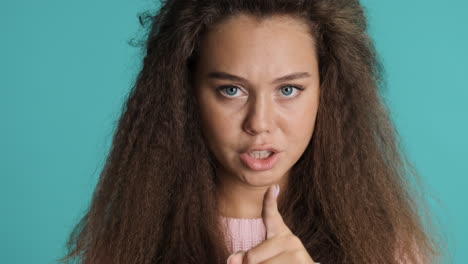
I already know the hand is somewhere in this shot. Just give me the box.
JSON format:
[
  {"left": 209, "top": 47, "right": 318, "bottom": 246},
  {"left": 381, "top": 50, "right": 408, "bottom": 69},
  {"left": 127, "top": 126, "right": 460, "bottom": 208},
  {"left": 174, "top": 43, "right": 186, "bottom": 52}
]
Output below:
[{"left": 227, "top": 185, "right": 319, "bottom": 264}]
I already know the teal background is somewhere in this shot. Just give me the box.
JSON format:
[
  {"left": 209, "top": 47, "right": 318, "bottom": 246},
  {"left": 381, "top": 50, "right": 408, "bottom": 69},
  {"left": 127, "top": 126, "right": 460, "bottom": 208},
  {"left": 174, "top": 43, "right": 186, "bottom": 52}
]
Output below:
[{"left": 0, "top": 0, "right": 468, "bottom": 264}]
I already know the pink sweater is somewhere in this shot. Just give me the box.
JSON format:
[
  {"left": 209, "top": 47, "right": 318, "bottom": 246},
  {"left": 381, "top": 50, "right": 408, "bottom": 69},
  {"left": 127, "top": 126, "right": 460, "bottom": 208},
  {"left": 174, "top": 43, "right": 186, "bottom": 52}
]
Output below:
[
  {"left": 221, "top": 216, "right": 266, "bottom": 253},
  {"left": 220, "top": 216, "right": 422, "bottom": 263}
]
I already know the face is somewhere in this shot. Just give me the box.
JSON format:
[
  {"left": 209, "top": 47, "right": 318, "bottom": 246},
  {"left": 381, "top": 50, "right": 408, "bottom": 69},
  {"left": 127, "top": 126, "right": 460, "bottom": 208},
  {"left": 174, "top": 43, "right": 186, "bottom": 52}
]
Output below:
[{"left": 194, "top": 15, "right": 320, "bottom": 186}]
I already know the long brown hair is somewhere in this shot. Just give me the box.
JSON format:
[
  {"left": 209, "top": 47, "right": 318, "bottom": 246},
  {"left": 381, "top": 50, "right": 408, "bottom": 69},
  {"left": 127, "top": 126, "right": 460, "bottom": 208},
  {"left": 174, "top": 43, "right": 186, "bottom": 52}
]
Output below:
[{"left": 60, "top": 0, "right": 450, "bottom": 264}]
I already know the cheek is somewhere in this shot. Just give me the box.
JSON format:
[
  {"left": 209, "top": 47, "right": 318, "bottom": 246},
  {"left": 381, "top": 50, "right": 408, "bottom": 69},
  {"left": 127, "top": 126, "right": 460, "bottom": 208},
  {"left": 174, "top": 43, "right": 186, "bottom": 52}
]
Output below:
[
  {"left": 202, "top": 98, "right": 237, "bottom": 152},
  {"left": 285, "top": 101, "right": 317, "bottom": 146}
]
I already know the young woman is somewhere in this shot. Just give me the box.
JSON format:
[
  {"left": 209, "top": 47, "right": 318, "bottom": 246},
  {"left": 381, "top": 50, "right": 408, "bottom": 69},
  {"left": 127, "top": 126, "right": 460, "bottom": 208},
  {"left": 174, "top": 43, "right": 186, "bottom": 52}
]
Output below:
[{"left": 58, "top": 0, "right": 441, "bottom": 264}]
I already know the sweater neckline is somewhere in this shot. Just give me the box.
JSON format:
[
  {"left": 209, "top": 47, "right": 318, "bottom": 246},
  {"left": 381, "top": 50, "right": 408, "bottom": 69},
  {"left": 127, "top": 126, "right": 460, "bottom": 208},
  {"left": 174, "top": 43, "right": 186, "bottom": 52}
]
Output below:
[{"left": 220, "top": 215, "right": 263, "bottom": 222}]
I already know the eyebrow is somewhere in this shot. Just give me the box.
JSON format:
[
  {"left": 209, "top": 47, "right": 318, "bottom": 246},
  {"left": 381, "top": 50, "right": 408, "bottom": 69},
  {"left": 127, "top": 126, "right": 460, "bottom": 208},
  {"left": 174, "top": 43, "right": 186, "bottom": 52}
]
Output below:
[{"left": 208, "top": 72, "right": 312, "bottom": 84}]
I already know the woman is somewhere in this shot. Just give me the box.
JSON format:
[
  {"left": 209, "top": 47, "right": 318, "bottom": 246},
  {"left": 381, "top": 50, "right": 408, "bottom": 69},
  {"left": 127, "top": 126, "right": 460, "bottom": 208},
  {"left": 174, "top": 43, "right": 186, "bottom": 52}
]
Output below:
[{"left": 58, "top": 0, "right": 441, "bottom": 264}]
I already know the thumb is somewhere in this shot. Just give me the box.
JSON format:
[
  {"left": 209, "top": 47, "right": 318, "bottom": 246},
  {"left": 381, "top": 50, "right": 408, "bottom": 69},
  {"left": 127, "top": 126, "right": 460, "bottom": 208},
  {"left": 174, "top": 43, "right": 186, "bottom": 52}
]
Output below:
[{"left": 262, "top": 184, "right": 290, "bottom": 239}]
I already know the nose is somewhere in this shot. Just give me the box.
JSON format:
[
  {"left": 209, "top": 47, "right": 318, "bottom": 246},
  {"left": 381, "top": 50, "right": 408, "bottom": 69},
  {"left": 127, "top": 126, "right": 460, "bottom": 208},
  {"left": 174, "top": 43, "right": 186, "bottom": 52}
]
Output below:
[{"left": 243, "top": 96, "right": 273, "bottom": 135}]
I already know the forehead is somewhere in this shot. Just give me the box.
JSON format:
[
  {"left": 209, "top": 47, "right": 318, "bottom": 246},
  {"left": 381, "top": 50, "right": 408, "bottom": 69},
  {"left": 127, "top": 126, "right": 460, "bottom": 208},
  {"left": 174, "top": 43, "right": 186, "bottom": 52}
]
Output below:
[{"left": 200, "top": 14, "right": 317, "bottom": 75}]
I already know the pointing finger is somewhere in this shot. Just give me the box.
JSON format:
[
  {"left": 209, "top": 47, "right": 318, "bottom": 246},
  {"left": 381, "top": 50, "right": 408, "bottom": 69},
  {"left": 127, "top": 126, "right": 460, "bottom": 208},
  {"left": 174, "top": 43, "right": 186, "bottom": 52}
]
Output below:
[{"left": 262, "top": 184, "right": 291, "bottom": 239}]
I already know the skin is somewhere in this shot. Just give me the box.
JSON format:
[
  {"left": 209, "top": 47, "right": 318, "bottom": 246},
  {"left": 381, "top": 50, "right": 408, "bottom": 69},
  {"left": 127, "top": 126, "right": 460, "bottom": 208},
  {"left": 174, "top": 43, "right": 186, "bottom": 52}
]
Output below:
[
  {"left": 194, "top": 14, "right": 320, "bottom": 218},
  {"left": 194, "top": 14, "right": 320, "bottom": 263}
]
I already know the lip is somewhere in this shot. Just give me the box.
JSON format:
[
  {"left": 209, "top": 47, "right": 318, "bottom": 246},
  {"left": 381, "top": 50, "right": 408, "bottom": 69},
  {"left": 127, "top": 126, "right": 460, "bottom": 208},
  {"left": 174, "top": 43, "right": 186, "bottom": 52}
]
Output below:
[
  {"left": 240, "top": 146, "right": 280, "bottom": 171},
  {"left": 243, "top": 145, "right": 280, "bottom": 153}
]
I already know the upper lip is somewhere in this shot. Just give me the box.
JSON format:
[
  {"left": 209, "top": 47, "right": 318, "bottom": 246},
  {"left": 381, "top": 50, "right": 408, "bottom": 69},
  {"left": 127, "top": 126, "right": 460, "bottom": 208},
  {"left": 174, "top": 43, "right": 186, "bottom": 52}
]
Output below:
[{"left": 245, "top": 145, "right": 279, "bottom": 153}]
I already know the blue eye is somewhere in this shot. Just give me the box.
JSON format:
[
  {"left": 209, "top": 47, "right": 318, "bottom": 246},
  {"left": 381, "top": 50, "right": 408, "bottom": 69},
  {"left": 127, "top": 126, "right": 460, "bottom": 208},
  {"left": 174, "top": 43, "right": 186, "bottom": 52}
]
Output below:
[
  {"left": 218, "top": 86, "right": 243, "bottom": 97},
  {"left": 280, "top": 85, "right": 304, "bottom": 97},
  {"left": 281, "top": 86, "right": 293, "bottom": 95}
]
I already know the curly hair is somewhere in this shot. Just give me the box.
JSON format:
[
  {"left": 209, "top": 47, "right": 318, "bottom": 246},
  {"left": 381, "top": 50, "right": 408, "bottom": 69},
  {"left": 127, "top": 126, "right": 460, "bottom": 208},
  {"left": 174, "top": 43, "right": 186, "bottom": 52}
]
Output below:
[{"left": 60, "top": 0, "right": 450, "bottom": 264}]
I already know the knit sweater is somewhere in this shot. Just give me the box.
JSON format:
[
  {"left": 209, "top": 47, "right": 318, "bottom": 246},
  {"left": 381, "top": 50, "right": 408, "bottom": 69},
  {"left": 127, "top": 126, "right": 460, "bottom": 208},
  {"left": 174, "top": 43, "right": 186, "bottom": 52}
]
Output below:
[
  {"left": 221, "top": 216, "right": 266, "bottom": 253},
  {"left": 220, "top": 216, "right": 422, "bottom": 264}
]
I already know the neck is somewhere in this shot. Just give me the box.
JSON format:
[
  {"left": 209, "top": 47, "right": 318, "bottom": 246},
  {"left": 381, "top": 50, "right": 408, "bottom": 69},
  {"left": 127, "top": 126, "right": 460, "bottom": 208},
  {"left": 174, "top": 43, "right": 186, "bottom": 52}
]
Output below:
[{"left": 216, "top": 167, "right": 287, "bottom": 219}]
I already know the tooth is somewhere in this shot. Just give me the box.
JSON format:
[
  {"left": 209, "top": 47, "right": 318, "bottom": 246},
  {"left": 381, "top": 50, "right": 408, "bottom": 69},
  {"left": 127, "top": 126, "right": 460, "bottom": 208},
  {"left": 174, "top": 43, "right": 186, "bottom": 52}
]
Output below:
[{"left": 249, "top": 150, "right": 272, "bottom": 159}]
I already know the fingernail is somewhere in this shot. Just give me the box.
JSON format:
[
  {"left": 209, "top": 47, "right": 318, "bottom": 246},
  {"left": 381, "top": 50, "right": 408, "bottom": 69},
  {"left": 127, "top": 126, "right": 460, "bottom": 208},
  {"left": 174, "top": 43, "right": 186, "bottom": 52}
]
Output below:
[{"left": 275, "top": 184, "right": 279, "bottom": 197}]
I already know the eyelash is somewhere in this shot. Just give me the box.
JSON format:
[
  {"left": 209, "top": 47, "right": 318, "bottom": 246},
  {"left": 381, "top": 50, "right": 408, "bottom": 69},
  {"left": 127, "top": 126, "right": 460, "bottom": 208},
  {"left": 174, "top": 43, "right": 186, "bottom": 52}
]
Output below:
[{"left": 217, "top": 84, "right": 305, "bottom": 98}]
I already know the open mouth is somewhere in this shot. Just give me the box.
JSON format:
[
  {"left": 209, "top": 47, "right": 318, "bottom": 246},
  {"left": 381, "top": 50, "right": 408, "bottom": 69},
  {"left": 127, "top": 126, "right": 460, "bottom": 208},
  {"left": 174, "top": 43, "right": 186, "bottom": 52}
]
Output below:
[{"left": 240, "top": 150, "right": 280, "bottom": 171}]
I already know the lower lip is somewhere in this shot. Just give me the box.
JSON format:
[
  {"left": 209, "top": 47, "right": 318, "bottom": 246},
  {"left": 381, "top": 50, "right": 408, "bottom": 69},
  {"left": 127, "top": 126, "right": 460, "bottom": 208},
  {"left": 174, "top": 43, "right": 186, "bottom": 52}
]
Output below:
[{"left": 240, "top": 152, "right": 279, "bottom": 171}]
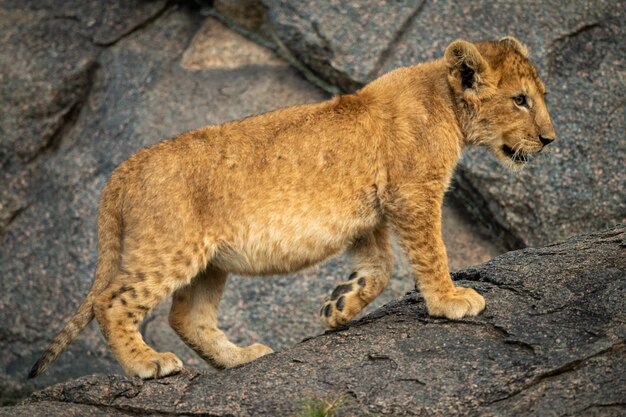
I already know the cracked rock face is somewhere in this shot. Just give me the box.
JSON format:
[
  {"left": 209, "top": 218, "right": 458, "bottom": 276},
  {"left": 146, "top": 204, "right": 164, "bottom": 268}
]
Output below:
[
  {"left": 0, "top": 225, "right": 626, "bottom": 417},
  {"left": 226, "top": 0, "right": 626, "bottom": 249}
]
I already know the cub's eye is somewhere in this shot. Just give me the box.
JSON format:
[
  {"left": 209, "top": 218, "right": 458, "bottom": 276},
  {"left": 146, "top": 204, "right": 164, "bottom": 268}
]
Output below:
[{"left": 513, "top": 94, "right": 528, "bottom": 107}]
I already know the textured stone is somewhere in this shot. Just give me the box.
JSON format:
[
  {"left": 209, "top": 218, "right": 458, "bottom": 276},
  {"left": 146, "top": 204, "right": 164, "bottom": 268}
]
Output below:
[
  {"left": 230, "top": 0, "right": 626, "bottom": 248},
  {"left": 0, "top": 225, "right": 626, "bottom": 416}
]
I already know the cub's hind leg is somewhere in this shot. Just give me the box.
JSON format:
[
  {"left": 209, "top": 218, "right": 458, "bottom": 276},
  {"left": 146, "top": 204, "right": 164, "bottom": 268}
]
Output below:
[
  {"left": 169, "top": 267, "right": 272, "bottom": 369},
  {"left": 320, "top": 225, "right": 393, "bottom": 328},
  {"left": 94, "top": 237, "right": 207, "bottom": 378}
]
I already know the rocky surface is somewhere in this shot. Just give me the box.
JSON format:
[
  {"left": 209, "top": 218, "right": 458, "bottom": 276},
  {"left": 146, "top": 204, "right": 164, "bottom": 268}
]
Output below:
[
  {"left": 0, "top": 225, "right": 626, "bottom": 417},
  {"left": 216, "top": 0, "right": 626, "bottom": 248},
  {"left": 0, "top": 0, "right": 501, "bottom": 409}
]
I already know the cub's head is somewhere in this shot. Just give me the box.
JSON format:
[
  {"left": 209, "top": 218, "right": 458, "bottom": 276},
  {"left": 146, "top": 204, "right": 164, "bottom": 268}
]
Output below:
[{"left": 444, "top": 36, "right": 556, "bottom": 167}]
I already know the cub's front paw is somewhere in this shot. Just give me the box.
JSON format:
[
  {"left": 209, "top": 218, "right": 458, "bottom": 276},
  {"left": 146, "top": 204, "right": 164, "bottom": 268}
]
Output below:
[{"left": 425, "top": 287, "right": 485, "bottom": 320}]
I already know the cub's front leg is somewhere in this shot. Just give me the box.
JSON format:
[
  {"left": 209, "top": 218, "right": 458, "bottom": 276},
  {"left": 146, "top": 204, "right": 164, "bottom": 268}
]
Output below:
[{"left": 391, "top": 183, "right": 485, "bottom": 319}]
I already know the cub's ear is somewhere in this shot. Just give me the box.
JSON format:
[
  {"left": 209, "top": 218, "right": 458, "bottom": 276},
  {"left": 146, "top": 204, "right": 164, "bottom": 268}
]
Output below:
[
  {"left": 444, "top": 39, "right": 489, "bottom": 91},
  {"left": 500, "top": 36, "right": 528, "bottom": 58}
]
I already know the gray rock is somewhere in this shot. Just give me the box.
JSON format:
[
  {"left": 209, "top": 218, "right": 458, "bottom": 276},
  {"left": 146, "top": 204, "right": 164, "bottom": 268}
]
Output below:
[
  {"left": 0, "top": 225, "right": 626, "bottom": 416},
  {"left": 220, "top": 0, "right": 626, "bottom": 248}
]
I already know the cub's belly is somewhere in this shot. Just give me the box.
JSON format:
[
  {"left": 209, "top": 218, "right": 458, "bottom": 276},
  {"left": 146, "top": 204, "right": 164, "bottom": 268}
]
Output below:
[{"left": 210, "top": 210, "right": 377, "bottom": 275}]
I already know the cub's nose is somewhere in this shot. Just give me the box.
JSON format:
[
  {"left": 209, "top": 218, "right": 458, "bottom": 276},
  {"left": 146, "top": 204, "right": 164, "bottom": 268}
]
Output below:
[{"left": 539, "top": 135, "right": 554, "bottom": 146}]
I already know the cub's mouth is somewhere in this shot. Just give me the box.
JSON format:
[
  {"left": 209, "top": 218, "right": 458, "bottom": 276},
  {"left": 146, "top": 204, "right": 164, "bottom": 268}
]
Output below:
[{"left": 502, "top": 145, "right": 531, "bottom": 164}]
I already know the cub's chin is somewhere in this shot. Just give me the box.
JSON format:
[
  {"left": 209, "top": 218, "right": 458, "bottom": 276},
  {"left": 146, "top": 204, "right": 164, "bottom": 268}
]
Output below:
[{"left": 491, "top": 145, "right": 536, "bottom": 170}]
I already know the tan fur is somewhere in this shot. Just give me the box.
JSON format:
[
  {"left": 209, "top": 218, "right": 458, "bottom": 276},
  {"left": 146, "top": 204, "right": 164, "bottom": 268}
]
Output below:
[{"left": 31, "top": 37, "right": 555, "bottom": 378}]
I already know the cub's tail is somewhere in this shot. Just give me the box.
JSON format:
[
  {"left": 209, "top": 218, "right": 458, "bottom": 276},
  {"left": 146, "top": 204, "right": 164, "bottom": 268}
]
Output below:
[{"left": 28, "top": 178, "right": 123, "bottom": 378}]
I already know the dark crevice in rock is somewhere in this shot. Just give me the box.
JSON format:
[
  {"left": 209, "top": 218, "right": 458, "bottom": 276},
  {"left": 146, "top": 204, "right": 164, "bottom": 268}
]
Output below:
[
  {"left": 92, "top": 1, "right": 171, "bottom": 47},
  {"left": 546, "top": 22, "right": 600, "bottom": 81},
  {"left": 204, "top": 8, "right": 341, "bottom": 95},
  {"left": 24, "top": 61, "right": 100, "bottom": 164},
  {"left": 450, "top": 171, "right": 526, "bottom": 250},
  {"left": 368, "top": 0, "right": 426, "bottom": 79},
  {"left": 0, "top": 204, "right": 30, "bottom": 229},
  {"left": 487, "top": 340, "right": 625, "bottom": 404}
]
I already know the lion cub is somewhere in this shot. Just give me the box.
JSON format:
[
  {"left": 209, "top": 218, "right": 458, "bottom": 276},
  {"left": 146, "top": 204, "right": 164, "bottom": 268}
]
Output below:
[{"left": 29, "top": 37, "right": 555, "bottom": 378}]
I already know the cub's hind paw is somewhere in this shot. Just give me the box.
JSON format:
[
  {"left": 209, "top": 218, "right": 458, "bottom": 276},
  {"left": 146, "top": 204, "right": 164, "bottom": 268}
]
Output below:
[
  {"left": 320, "top": 274, "right": 367, "bottom": 328},
  {"left": 124, "top": 352, "right": 183, "bottom": 379},
  {"left": 320, "top": 295, "right": 350, "bottom": 328},
  {"left": 238, "top": 343, "right": 274, "bottom": 365},
  {"left": 425, "top": 287, "right": 485, "bottom": 320}
]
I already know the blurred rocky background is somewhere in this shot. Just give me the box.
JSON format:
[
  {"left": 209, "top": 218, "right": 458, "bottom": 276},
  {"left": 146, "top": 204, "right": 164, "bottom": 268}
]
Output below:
[{"left": 0, "top": 0, "right": 626, "bottom": 410}]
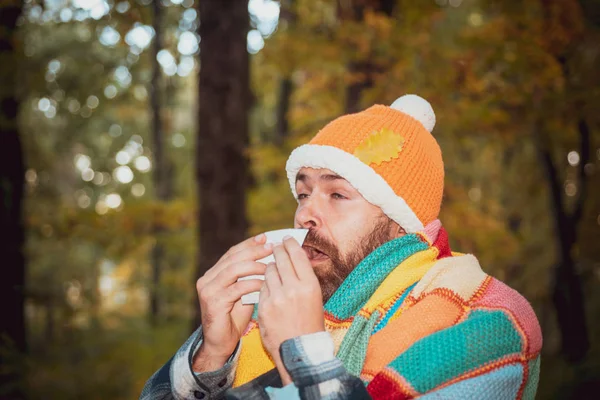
#####
Pull out every line of the records that contains the word "hind".

I already know the cub's hind leg is somewhere in this shot. Just give me the box.
I already know the cub's hind paw is somewhere in this shot. Just give me the box.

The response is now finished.